TASK OBJECTIVE →
Quote the full listing word for word.

ENTRIES PROVIDED →
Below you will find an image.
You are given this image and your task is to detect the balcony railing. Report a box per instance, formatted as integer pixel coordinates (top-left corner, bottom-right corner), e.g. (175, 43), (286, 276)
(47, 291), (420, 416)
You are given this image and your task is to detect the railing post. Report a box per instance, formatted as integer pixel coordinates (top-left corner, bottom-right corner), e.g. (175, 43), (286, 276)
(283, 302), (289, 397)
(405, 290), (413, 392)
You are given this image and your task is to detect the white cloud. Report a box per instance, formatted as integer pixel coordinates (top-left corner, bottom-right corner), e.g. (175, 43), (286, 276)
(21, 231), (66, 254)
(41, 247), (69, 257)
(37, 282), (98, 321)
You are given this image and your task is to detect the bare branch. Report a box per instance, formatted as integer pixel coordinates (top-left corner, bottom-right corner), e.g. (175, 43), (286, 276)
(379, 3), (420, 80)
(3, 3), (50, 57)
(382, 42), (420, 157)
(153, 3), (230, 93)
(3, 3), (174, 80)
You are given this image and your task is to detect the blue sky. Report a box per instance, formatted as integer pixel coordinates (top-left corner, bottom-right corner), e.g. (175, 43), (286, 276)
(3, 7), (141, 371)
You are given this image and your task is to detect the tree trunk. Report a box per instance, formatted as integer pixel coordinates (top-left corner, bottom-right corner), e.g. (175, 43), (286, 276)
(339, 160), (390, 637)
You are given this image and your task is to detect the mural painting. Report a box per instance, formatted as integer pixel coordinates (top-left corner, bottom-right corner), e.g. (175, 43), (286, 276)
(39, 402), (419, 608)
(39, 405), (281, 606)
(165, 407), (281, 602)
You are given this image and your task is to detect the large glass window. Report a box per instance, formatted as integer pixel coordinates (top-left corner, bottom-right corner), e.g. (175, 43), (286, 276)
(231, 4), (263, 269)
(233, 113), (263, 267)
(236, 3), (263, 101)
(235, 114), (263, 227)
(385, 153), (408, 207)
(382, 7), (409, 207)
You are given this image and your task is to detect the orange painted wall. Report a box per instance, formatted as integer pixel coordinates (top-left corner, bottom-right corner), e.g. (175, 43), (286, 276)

RESPONSE TO THE EXERCISE →
Below you will find an image.
You are given this image and your task is to detect the balcony railing. Report a box per instance, formatted as integer pixel coordinates (top-left corner, bottom-right corner), e.g. (175, 43), (286, 276)
(47, 291), (420, 416)
You are given this image and your task is to detect the railing post. Report a box per instance, formatted as integer pixel coordinates (top-left corner, bottom-right corner), e.g. (175, 43), (286, 276)
(283, 302), (289, 397)
(405, 290), (413, 392)
You are given this image and your task is to detect the white cloud. Report a box per instance, formatted as integer pixel coordinates (top-left corner, bottom-right corner), e.g. (175, 43), (286, 276)
(21, 231), (66, 254)
(41, 247), (69, 257)
(37, 282), (98, 321)
You are given this image and your task is to detect the bare branch. Report a box per instance, formatted as integer pixel coordinates (top-left corner, bottom-right corner), e.g. (175, 43), (286, 276)
(379, 3), (420, 80)
(3, 3), (50, 57)
(382, 42), (420, 157)
(153, 3), (230, 93)
(3, 3), (174, 80)
You are given this image and your task is to detect the blue sky. Report a box per instance, formatted as integer pixel coordinates (top-left corner, bottom-right corner), e.g. (175, 43), (286, 276)
(3, 7), (141, 371)
You are given this image and your task is to detect the tree trunk. Report a box per instance, formatted as integer pixel coordinates (top-left corner, bottom-right corner), e.g. (175, 43), (286, 276)
(339, 160), (390, 637)
You are given this image and your task is to detect the mural painting. Report a box per instance, formatted as integer pixel coordinates (top-left corner, bottom-right corner), e.g. (175, 43), (286, 276)
(39, 402), (419, 608)
(39, 405), (281, 606)
(165, 407), (281, 602)
You are given this image and your task is to detect the large glass window. Report a box per instance, formatted as integer pixel coordinates (top-left corner, bottom-right corner), e.g. (175, 43), (286, 276)
(231, 4), (263, 269)
(233, 113), (263, 267)
(236, 3), (263, 101)
(235, 114), (263, 227)
(385, 153), (408, 207)
(382, 7), (409, 207)
You are given this image and your task is to detect the orange painted wall. Report a box per instance, formatted as integer pixel coordinates (top-left corner, bottom-right corner), e.g. (175, 43), (286, 276)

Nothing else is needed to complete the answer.